[Verzamelde gegevensitems]
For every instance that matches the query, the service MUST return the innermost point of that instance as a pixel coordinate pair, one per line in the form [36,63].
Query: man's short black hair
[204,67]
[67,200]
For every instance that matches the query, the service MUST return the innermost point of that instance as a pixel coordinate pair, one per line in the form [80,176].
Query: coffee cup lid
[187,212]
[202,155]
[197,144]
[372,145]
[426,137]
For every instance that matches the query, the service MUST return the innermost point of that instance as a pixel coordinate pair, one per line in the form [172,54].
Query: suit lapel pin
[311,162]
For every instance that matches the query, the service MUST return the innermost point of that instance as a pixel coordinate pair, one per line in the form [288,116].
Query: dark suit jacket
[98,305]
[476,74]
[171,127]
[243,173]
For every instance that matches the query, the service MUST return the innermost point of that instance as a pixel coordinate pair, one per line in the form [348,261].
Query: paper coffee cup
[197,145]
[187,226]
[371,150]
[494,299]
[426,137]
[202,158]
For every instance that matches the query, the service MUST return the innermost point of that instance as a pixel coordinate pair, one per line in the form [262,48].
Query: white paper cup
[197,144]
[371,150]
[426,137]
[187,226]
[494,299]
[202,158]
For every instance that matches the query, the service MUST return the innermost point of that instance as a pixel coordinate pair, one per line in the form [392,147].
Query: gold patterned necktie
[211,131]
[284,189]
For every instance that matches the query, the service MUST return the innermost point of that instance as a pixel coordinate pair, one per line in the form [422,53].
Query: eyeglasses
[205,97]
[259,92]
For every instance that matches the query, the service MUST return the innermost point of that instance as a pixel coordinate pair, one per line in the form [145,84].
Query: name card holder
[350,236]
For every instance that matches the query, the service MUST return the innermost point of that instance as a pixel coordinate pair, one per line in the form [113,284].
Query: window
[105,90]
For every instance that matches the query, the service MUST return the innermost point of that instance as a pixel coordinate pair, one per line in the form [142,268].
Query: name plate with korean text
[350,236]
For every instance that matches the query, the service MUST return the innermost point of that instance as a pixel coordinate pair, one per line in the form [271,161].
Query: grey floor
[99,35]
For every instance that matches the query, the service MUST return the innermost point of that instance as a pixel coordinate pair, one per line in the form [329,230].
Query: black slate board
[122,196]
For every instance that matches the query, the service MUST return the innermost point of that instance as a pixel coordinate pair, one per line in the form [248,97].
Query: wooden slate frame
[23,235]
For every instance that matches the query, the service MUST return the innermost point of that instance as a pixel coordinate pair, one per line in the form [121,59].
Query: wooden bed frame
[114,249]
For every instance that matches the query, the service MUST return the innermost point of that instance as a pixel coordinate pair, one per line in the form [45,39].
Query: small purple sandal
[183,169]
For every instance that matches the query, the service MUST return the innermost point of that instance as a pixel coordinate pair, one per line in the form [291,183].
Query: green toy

- _Opdrachteisen_
Neem alle items hierboven letterlijk en regel voor regel over.

- _Antwoord op opdracht_
For every instance that matches the query, the service MUST return the innermost point of that instance as a pixel coordinate pair, one per line in the form [36,63].
Query: man's short black hair
[204,67]
[67,200]
For every instance that matches the query, the service MUST return the innermost point of that instance as a pixel coordinate pair, one per line in the form [80,176].
Query: coffee cup lid
[187,212]
[202,155]
[197,144]
[372,145]
[426,137]
For every instance that matches the query, the service MUST return the innermost point of that instance as a pixel coordinate pair, one per line in the form [172,54].
Query: suit lapel pin
[311,162]
For every instance that matches the query, the service MUST return the innermost point of that instance as a pixel coordinate pair, one per line in the form [288,116].
Query: dark suit jacket
[98,305]
[476,74]
[171,127]
[243,173]
For every instance that matches the query, the service MUST return the innermost point of that instance as a pixel coordinate pair, one per line in the form [348,261].
Query: paper coffee cup
[197,145]
[187,226]
[371,150]
[494,299]
[426,137]
[202,158]
For every instance that matches the query, the service MUST return the innermost point of that instance as a pixel coordinate pair, one per line in the form [262,48].
Query: white paper cup
[197,144]
[371,150]
[426,137]
[187,226]
[494,299]
[202,158]
For every instance that matches the query, the service MUST return the innermost point of that instance as a pixel coordinate pair, one per line in the form [392,147].
Query: gold patterned necktie
[211,131]
[284,189]
For every instance that matches the query, the service MUST return the innermost point of that instance as a pixel coordinate pair, one per line in the form [422,53].
Query: eyeglasses
[205,97]
[259,92]
For every instance that matches the query, the service MUST return the innermost point of that instance as a pixel coordinate pair, one per line in the form [145,84].
Query: name card holder
[350,236]
For every instance that matches the query, the service MUST return the innermost point of that instance as a pixel coordinate pair, one per line in the form [113,284].
Query: window
[105,90]
For every instance that matches the query, the service MUST return the innermost point of that instance as a pixel coordinate pair, one per line in the form [142,268].
Query: name plate with korean text
[350,236]
For every instance that matches the query, the service MUST return the innermost point of that instance as a pixel coordinate pair, one per line in the form [271,161].
Query: grey floor
[99,35]
For every instance that matches the query, the service MUST return the innermost point of that instance as a pixel coordinate pair, one per line in the form [329,230].
Query: black slate board
[122,196]
For every instance that matches the query, the service MUST return the innermost point of that instance as a pixel coordinate pair, one per line in the form [248,97].
Query: wooden slate frame
[23,235]
For every instance that matches the query, the service MUST return the innermost point of that instance as a pixel coordinate pair, one per line in the form [121,59].
Query: wooden bed frame
[114,249]
For every instance that matches the query, the service MUST return the innermost point of that instance as a pixel coordinate pair, one per line in the form [45,39].
Query: small purple sandal
[183,169]
For every instance that matches the query, the service MUST return the innermost point of that instance as a pixel coordinate pair, one per line in the form [291,183].
Query: green toy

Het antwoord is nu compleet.